■ SET TASK:
Every entry must be duplicated precisely as written.

■ INFORMATION GIVEN:
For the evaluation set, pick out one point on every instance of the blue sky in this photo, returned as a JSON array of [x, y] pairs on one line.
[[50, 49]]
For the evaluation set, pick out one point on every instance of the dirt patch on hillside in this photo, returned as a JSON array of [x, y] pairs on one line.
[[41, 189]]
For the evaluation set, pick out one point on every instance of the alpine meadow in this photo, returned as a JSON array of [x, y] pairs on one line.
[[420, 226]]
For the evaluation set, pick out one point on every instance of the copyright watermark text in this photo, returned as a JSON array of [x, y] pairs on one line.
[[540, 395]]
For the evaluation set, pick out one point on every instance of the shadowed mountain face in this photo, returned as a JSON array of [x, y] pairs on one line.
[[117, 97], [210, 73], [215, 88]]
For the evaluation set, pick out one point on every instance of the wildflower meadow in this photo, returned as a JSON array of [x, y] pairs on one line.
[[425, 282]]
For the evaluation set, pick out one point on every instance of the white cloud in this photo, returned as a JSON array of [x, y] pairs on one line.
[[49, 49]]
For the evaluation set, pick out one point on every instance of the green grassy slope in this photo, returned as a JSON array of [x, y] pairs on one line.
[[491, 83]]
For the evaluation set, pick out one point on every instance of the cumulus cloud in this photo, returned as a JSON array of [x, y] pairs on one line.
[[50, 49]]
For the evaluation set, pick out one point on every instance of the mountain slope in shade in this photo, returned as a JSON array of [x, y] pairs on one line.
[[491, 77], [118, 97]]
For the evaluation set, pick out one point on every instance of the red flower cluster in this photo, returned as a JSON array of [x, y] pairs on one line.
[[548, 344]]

■ THE RESULT:
For the evaluation set, pick out one point on every instance of the blue sky in this photo, returned as a JSON array of [x, y] pairs on one line.
[[50, 49]]
For the evaluation set, pick out one point on every instance of the dirt patch on hillside in this photo, returned as a JSON array of [x, y] pairs on one line.
[[41, 189]]
For the evaluation set, pick out one point on every instance of the alpine meadow in this photo, returned as a JSON array of [x, y] pairs on one line.
[[420, 226]]
For the evaluation set, pick out one point on every instance of the copyright watermark text in this photo, returned as a JSON array of [x, y] pairs on one line.
[[540, 395]]
For the evaluation set, pick out one point on every instance of the shadowed mountain face in this photo, returned as a JSON array of [x, y] pairs on one line.
[[117, 97], [210, 73], [215, 88]]
For the evaluation set, pick out one point on every instance of the wildflower meadow in this photo, returned as a JSON array of [x, y] pairs on one line.
[[425, 282]]
For the evaluation set, pick out one point on every instance of the white cloud in this photo, returned as a JSON array of [x, y] pairs on one line.
[[49, 49]]
For the evaluation set, pick out one point on every instance of the green grassy slope in this photo, returned as a JSON array of [x, y] pairs on one line.
[[491, 83]]
For the evaluation set, pick out one point on every instance of the cumulus cloud in this photo, returned as a JSON array of [x, y] pairs on one line.
[[50, 49]]
For the evaluation set, pick out one point on every instance of the mountain slope in shade in this photo, returned as a JSON array of [x, y] pairs on one line.
[[491, 77], [118, 97]]
For the evaluation set, pick out one point on every instance of the red flower cluster in this photo, returned as a JSON array of [x, y] pairs on one line.
[[548, 344]]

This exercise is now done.